* **AIM**
Skip all pictures; return exactly the lines from the one containing "Spot each air vent in this picture." through the end of the data.

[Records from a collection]
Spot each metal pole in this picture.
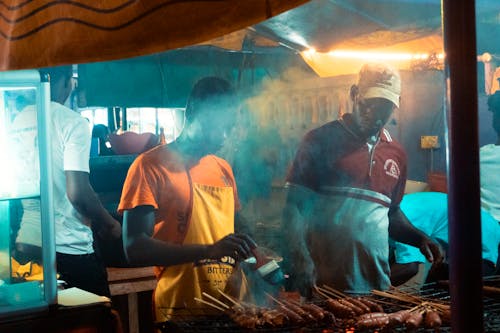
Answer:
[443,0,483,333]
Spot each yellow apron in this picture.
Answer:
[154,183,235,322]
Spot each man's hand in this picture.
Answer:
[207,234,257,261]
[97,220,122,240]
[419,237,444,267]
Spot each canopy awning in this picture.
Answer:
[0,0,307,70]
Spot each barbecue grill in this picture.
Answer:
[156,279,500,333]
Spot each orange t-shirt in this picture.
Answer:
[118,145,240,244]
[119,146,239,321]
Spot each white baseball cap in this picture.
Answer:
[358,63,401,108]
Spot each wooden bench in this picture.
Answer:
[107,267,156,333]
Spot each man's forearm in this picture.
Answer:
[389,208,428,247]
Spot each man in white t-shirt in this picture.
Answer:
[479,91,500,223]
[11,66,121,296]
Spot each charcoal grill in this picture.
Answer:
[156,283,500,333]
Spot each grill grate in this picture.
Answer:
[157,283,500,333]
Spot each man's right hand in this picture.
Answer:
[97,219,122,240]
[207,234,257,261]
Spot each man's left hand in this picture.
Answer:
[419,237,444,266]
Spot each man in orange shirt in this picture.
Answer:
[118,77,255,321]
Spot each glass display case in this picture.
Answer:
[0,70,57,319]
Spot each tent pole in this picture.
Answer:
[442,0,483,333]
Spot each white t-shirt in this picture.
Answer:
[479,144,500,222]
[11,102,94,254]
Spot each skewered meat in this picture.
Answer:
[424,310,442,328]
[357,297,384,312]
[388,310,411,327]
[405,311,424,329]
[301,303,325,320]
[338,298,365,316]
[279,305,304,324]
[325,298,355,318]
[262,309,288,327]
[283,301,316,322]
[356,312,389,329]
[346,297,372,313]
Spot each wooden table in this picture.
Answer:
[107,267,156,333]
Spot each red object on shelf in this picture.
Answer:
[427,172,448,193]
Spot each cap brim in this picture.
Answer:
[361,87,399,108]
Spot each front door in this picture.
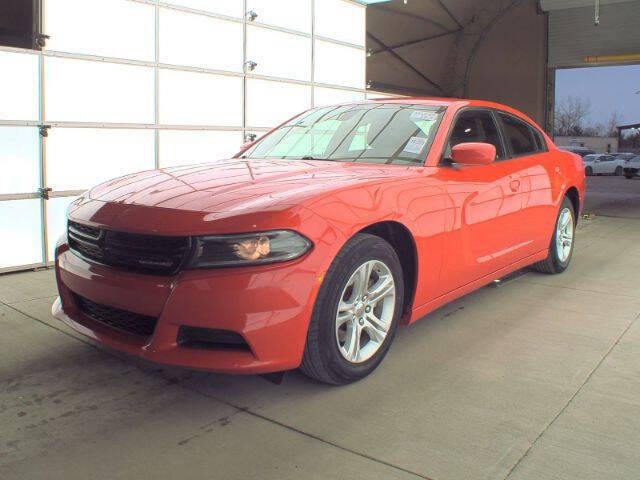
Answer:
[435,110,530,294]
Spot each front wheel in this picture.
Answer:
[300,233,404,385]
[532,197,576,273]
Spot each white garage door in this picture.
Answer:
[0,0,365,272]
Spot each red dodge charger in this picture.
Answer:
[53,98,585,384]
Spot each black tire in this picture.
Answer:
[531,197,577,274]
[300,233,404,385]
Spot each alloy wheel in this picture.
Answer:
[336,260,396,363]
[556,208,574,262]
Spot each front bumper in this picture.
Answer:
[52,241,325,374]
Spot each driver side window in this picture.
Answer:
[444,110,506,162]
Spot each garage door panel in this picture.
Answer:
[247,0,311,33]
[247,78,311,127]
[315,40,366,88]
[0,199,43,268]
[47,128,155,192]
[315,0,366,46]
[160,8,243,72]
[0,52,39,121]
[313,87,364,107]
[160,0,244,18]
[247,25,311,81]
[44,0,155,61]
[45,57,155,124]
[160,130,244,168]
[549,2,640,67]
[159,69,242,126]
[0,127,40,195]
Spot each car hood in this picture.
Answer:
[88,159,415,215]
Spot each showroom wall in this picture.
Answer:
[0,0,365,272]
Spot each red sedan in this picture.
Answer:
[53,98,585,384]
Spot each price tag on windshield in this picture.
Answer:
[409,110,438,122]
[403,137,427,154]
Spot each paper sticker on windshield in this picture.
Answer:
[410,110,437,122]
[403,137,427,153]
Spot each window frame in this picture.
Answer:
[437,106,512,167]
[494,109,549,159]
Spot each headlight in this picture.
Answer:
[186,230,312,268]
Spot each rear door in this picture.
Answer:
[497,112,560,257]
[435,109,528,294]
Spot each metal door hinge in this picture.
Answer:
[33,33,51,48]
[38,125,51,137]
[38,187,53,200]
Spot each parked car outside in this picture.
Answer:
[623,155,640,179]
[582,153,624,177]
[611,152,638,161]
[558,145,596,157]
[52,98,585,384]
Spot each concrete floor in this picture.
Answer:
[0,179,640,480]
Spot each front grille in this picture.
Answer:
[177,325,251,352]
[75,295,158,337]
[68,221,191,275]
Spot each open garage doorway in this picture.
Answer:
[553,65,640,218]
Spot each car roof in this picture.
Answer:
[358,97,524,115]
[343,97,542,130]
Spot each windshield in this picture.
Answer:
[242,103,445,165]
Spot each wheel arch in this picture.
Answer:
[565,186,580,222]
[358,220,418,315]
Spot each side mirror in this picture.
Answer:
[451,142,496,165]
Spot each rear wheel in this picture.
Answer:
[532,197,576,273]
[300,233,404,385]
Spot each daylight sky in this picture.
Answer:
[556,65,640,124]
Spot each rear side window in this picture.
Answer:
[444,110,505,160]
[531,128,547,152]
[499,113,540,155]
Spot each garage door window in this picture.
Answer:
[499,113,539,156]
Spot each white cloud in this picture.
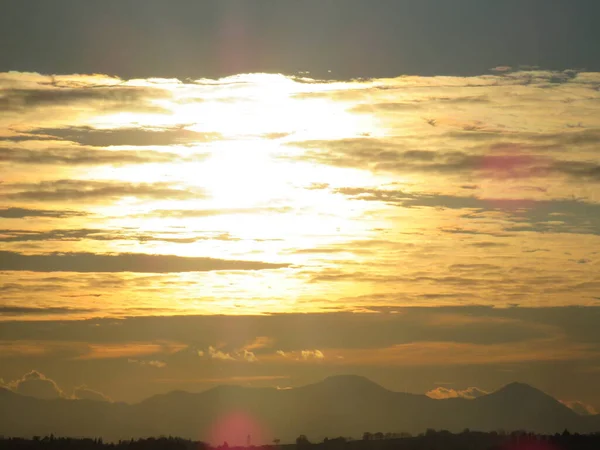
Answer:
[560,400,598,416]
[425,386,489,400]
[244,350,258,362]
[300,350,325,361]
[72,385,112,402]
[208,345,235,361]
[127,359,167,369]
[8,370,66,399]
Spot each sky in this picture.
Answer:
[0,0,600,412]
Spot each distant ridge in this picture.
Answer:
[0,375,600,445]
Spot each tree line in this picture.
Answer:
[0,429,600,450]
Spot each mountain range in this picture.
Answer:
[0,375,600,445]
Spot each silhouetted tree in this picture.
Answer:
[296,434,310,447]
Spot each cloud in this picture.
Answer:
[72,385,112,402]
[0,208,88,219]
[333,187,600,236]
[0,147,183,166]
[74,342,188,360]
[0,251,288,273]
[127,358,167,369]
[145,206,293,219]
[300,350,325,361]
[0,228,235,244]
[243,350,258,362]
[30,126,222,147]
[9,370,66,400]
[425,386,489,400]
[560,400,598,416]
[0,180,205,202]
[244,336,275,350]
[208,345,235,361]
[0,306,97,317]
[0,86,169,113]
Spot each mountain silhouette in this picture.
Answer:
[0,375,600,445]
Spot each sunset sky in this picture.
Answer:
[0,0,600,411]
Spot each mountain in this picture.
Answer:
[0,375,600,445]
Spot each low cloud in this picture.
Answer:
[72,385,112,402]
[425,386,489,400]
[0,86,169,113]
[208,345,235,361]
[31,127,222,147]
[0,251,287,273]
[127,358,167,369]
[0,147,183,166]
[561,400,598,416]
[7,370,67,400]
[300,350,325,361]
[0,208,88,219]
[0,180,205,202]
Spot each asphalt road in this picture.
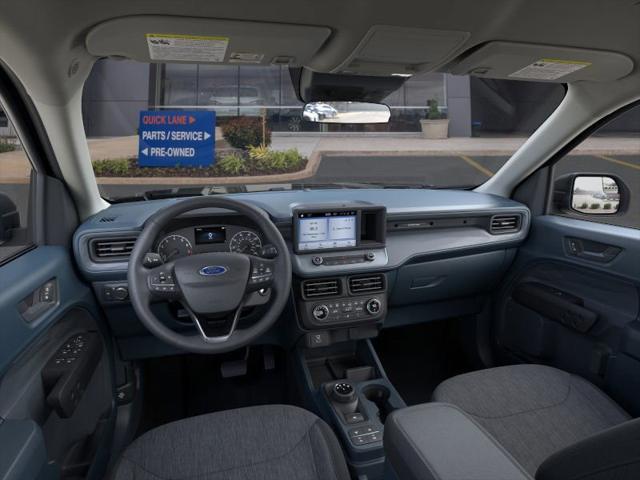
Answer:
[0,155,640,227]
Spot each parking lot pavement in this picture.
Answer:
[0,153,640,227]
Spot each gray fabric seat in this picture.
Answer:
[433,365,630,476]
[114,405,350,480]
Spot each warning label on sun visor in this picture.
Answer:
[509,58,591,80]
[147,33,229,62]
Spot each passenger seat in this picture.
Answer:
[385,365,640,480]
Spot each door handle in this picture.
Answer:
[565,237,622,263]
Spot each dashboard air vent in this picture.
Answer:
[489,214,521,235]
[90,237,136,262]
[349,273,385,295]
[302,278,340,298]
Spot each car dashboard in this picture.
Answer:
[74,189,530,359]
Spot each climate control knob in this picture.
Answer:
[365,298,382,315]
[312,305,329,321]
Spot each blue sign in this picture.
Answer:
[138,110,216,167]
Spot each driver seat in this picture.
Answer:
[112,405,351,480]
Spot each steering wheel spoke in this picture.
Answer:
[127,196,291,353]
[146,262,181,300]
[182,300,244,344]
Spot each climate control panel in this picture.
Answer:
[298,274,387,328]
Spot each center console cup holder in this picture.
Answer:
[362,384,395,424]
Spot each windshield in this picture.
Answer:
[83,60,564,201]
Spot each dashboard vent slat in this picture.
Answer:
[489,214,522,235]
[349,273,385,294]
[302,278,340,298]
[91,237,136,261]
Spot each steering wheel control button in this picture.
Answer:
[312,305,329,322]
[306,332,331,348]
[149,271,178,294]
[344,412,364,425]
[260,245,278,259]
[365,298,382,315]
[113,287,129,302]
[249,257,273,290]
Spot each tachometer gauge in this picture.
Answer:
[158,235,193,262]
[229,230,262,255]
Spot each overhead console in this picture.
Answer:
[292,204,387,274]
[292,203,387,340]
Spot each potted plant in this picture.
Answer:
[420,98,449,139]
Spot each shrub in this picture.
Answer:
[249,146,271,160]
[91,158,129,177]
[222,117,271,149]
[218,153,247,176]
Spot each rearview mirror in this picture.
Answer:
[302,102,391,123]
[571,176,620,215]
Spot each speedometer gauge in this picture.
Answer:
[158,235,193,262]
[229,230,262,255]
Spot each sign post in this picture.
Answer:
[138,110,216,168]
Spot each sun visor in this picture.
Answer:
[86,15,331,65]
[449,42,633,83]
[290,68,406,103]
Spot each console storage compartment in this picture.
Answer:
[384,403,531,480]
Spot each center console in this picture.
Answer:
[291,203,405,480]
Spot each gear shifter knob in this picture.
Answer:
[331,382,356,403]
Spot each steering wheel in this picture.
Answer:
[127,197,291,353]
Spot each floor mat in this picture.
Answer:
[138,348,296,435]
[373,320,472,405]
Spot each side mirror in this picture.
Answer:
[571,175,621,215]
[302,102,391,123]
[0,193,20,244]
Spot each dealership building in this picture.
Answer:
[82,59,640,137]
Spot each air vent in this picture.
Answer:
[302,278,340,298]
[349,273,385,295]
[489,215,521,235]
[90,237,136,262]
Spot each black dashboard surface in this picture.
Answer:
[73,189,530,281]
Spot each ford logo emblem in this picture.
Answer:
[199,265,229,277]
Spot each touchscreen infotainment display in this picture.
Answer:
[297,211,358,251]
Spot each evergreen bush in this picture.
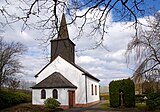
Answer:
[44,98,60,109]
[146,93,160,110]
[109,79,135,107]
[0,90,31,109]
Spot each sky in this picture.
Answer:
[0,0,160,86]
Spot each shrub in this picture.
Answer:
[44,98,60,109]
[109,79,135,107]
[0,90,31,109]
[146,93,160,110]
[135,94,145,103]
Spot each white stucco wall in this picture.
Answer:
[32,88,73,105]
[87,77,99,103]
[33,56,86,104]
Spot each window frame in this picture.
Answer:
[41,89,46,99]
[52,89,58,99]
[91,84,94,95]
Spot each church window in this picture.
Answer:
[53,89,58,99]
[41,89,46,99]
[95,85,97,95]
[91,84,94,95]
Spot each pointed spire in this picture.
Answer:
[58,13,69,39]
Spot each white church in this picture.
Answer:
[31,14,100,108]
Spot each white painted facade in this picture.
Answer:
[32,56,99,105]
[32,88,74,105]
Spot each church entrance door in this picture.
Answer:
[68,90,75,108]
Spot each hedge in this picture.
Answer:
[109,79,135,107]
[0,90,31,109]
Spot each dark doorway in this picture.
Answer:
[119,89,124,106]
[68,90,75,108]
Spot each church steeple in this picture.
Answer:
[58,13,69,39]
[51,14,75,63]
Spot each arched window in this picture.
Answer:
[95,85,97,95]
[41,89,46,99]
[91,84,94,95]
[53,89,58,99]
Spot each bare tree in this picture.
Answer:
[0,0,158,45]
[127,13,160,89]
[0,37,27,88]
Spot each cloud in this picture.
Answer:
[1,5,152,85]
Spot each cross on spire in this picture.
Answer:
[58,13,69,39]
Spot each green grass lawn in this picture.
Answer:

* **EXERCISE ANSWER**
Spot each air vent in this picture.
Answer:
[302,278,340,298]
[349,273,385,295]
[489,215,521,235]
[90,237,136,262]
Spot each black dashboard surface in this picture.
Answer:
[73,189,530,281]
Spot each ford logo emblem in this picture.
Answer:
[199,265,229,277]
Spot each touchscreen infotainment display in this picture.
Answer:
[297,211,358,251]
Spot each evergreen bush in this picture.
Answer:
[44,98,60,109]
[146,93,160,110]
[109,79,135,107]
[0,90,31,109]
Spot each sky in this picture.
Answer:
[0,0,160,86]
Spot each shrub in this picture.
Answer:
[44,98,60,109]
[109,79,135,107]
[0,90,31,109]
[146,93,160,110]
[135,94,145,103]
Spot each white stucco wall in this picture.
Answer:
[32,88,73,105]
[87,77,99,103]
[33,56,86,104]
Spot each window frame in this picture.
Answer:
[41,89,46,99]
[52,89,58,99]
[91,84,94,95]
Spot each church window in this picture.
Answer:
[53,89,58,99]
[41,89,46,99]
[95,85,97,95]
[91,84,94,95]
Spot each pointed spire in this picture.
Answer:
[58,13,69,39]
Spot each white church in this picture.
Answer:
[31,14,100,108]
Spot each white painted facade in this picture.
Answer:
[32,56,99,105]
[32,88,74,105]
Spot each church entrance door in this picture.
Answer:
[68,90,75,108]
Spot each hedge in this picture.
Answer:
[109,79,135,107]
[0,90,31,109]
Spot each dark doorway in this picture.
Answer:
[119,89,124,106]
[68,90,75,108]
Spot each church steeple in this picture.
Answer:
[58,13,69,39]
[51,14,75,63]
Spot each arched window in this picture.
Answer:
[95,85,97,95]
[41,89,46,99]
[91,84,94,95]
[53,89,58,99]
Spot each bare tree in this picture.
Answer:
[0,0,158,45]
[127,13,160,89]
[0,37,27,88]
Spot each cloud in this picture.
Answer:
[1,5,152,85]
Spot each cross on spire in this picture.
Answer:
[58,13,69,39]
Spot each green grass lawn in this picture.
Answer:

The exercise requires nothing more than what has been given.